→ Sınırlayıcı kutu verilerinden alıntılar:
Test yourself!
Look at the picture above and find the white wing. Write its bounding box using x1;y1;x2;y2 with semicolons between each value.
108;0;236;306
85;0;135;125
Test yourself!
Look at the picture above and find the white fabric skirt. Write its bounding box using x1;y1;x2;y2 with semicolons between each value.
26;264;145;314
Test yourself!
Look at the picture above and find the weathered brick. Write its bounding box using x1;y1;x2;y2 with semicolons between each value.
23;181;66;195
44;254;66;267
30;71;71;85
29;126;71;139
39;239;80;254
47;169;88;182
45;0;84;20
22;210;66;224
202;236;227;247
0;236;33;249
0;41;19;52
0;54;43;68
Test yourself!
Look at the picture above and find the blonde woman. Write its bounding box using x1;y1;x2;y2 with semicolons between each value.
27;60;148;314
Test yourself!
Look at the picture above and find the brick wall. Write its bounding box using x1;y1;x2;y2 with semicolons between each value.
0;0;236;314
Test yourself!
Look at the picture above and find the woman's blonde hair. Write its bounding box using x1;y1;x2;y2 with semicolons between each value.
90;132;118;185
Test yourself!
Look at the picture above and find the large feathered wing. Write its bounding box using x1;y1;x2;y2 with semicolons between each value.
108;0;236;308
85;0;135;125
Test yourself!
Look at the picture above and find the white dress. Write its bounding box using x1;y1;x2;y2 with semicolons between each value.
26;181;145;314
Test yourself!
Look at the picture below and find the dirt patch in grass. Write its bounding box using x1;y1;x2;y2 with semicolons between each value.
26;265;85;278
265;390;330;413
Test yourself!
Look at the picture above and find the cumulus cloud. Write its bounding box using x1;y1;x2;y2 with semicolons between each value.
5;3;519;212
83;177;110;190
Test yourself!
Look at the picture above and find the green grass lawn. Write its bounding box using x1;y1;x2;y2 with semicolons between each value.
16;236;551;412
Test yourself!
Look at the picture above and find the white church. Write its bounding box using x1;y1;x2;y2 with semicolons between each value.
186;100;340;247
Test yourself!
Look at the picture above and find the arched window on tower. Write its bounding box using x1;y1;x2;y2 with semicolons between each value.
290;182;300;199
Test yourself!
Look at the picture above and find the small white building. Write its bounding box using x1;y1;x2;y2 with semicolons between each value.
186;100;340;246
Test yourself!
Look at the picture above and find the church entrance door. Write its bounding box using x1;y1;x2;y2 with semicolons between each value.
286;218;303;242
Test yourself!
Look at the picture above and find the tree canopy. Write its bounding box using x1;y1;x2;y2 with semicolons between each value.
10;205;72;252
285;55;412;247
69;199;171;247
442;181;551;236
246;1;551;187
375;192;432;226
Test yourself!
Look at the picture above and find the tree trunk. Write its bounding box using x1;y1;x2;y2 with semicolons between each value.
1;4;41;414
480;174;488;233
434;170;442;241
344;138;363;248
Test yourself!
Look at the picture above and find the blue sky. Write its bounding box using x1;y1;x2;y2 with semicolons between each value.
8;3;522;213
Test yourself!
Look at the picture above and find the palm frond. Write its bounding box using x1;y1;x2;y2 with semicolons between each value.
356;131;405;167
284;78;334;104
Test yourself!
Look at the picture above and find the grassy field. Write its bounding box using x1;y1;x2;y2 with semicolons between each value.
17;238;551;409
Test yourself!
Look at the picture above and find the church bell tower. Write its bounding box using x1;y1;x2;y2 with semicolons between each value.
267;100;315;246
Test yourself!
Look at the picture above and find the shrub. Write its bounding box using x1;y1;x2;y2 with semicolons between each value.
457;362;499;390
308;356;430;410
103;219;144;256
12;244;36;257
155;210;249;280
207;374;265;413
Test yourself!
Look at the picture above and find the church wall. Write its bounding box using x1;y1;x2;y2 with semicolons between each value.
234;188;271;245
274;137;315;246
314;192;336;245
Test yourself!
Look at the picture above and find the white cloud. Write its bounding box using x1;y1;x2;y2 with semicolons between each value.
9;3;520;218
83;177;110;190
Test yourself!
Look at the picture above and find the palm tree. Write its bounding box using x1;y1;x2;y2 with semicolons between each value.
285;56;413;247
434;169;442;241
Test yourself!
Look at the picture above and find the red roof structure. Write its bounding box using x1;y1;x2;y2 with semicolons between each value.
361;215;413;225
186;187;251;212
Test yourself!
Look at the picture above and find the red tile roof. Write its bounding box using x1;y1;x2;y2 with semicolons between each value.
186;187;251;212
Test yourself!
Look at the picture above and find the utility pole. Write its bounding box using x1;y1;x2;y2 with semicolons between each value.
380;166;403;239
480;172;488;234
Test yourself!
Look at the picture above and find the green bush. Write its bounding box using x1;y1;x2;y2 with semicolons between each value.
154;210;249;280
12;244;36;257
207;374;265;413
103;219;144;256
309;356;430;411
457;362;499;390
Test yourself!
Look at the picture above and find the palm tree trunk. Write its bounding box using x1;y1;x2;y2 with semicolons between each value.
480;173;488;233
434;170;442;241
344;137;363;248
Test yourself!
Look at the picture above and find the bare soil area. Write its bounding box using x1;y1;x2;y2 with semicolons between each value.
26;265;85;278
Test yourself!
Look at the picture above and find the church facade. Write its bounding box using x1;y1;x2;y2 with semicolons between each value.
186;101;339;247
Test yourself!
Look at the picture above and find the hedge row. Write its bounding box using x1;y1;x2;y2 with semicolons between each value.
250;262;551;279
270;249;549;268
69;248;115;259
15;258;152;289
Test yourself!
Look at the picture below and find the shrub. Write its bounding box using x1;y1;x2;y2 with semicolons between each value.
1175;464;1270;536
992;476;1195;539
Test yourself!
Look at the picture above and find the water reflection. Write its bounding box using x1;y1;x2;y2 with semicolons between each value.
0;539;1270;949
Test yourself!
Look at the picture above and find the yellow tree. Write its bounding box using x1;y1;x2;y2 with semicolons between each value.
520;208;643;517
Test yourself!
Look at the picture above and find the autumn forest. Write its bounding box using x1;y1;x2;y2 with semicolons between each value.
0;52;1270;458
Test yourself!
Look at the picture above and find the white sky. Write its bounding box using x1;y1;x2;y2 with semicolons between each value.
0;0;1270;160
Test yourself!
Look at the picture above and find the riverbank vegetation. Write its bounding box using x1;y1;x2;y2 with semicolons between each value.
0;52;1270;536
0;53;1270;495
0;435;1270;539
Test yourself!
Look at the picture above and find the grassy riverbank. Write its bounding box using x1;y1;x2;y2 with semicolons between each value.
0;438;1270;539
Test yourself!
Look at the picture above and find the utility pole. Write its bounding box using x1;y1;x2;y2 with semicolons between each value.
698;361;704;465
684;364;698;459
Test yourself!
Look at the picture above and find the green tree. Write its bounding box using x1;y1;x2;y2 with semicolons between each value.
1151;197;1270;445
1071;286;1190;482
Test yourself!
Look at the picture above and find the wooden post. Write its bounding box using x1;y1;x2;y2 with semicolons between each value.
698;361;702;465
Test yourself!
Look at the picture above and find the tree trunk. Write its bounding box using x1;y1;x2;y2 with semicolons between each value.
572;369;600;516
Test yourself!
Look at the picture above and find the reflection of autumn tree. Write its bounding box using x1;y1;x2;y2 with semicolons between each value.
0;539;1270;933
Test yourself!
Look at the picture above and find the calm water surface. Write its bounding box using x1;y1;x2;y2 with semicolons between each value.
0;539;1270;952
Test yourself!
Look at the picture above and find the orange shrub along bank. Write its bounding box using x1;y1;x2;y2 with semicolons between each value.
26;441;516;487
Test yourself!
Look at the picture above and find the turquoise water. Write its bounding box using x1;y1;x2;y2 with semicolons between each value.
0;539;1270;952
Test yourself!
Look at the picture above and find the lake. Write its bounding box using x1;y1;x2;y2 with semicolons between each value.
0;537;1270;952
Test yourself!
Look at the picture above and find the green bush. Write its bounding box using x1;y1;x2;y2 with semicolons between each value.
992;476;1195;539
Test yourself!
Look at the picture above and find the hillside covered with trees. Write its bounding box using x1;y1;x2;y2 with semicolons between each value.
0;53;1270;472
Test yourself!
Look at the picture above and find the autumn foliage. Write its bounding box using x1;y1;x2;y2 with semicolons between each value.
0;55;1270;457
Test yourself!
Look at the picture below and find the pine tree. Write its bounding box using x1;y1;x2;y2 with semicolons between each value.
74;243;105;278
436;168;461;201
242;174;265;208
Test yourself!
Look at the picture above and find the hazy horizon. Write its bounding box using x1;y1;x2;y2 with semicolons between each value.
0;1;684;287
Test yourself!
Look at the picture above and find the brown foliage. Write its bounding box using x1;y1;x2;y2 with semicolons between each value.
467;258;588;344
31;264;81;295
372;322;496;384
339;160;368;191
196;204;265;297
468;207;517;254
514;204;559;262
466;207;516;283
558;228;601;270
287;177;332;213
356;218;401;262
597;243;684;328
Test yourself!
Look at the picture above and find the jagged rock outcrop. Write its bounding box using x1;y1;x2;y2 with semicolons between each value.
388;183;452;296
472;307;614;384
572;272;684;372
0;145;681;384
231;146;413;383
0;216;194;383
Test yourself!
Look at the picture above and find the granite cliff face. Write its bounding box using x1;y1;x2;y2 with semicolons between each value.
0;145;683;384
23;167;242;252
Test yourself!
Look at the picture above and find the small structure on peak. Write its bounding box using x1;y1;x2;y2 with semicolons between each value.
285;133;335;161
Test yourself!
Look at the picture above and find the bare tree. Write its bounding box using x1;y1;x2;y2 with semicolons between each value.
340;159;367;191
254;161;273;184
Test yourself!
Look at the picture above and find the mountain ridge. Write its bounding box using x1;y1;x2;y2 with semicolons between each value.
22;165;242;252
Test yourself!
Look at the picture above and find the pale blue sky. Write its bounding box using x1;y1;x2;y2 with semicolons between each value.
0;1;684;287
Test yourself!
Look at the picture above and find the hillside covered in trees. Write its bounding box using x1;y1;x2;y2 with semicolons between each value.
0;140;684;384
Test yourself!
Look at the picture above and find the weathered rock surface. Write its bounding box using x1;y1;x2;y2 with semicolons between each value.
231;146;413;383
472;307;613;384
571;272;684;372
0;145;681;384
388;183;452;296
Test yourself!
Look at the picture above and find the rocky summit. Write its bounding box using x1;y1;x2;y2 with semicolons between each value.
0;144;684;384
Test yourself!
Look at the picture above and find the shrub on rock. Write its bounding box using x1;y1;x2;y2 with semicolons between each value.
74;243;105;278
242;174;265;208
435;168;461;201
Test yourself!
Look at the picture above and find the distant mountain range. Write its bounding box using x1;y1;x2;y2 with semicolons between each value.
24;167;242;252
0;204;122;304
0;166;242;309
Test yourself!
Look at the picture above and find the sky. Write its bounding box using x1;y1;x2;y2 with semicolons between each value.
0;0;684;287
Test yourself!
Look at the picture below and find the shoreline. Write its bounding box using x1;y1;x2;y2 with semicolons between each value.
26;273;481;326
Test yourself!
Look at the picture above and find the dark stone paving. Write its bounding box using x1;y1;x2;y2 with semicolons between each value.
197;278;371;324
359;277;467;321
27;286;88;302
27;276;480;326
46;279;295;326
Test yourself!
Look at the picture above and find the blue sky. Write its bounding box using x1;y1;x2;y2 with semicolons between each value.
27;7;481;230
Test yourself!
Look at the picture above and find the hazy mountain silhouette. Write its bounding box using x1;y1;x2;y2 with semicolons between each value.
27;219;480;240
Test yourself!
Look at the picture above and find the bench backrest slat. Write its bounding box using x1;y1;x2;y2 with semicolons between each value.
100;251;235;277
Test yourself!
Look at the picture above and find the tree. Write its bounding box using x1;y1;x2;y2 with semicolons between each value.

→ Alıştırma: Yukarıdaki satırların en başından "186;100;340;247" içeren satıra kadar her şeyi, iki uç da dahil, lütfen her satır için bir dize olacak şekilde bir JSON dize listesine dönüştürün. Boş satırları listeye almayın.

→ Çözüm:
[
  "Test yourself!",
  "Look at the picture above and find the white wing. Write its bounding box using x1;y1;x2;y2 with semicolons between each value.",
  "108;0;236;306",
  "85;0;135;125",
  "Test yourself!",
  "Look at the picture above and find the white fabric skirt. Write its bounding box using x1;y1;x2;y2 with semicolons between each value.",
  "26;264;145;314",
  "Test yourself!",
  "Look at the picture above and find the weathered brick. Write its bounding box using x1;y1;x2;y2 with semicolons between each value.",
  "23;181;66;195",
  "44;254;66;267",
  "30;71;71;85",
  "29;126;71;139",
  "39;239;80;254",
  "47;169;88;182",
  "45;0;84;20",
  "22;210;66;224",
  "202;236;227;247",
  "0;236;33;249",
  "0;41;19;52",
  "0;54;43;68",
  "Test yourself!",
  "Look at the picture above and find the blonde woman. Write its bounding box using x1;y1;x2;y2 with semicolons between each value.",
  "27;60;148;314",
  "Test yourself!",
  "Look at the picture above and find the brick wall. Write its bounding box using x1;y1;x2;y2 with semicolons between each value.",
  "0;0;236;314",
  "Test yourself!",
  "Look at the picture above and find the woman's blonde hair. Write its bounding box using x1;y1;x2;y2 with semicolons between each value.",
  "90;132;118;185",
  "Test yourself!",
  "Look at the picture above and find the large feathered wing. Write its bounding box using x1;y1;x2;y2 with semicolons between each value.",
  "108;0;236;308",
  "85;0;135;125",
  "Test yourself!",
  "Look at the picture above and find the white dress. Write its bounding box using x1;y1;x2;y2 with semicolons between each value.",
  "26;181;145;314",
  "Test yourself!",
  "Look at the picture below and find the dirt patch in grass. Write its bounding box using x1;y1;x2;y2 with semicolons between each value.",
  "26;265;85;278",
  "265;390;330;413",
  "Test yourself!",
  "Look at the picture above and find the cumulus cloud. Write its bounding box using x1;y1;x2;y2 with semicolons between each value.",
  "5;3;519;212",
  "83;177;110;190",
  "Test yourself!",
  "Look at the picture above and find the green grass lawn. Write its bounding box using x1;y1;x2;y2 with semicolons between each value.",
  "16;236;551;412",
  "Test yourself!",
  "Look at the picture above and find the white church. Write its bounding box using x1;y1;x2;y2 with semicolons between each value.",
  "186;100;340;247"
]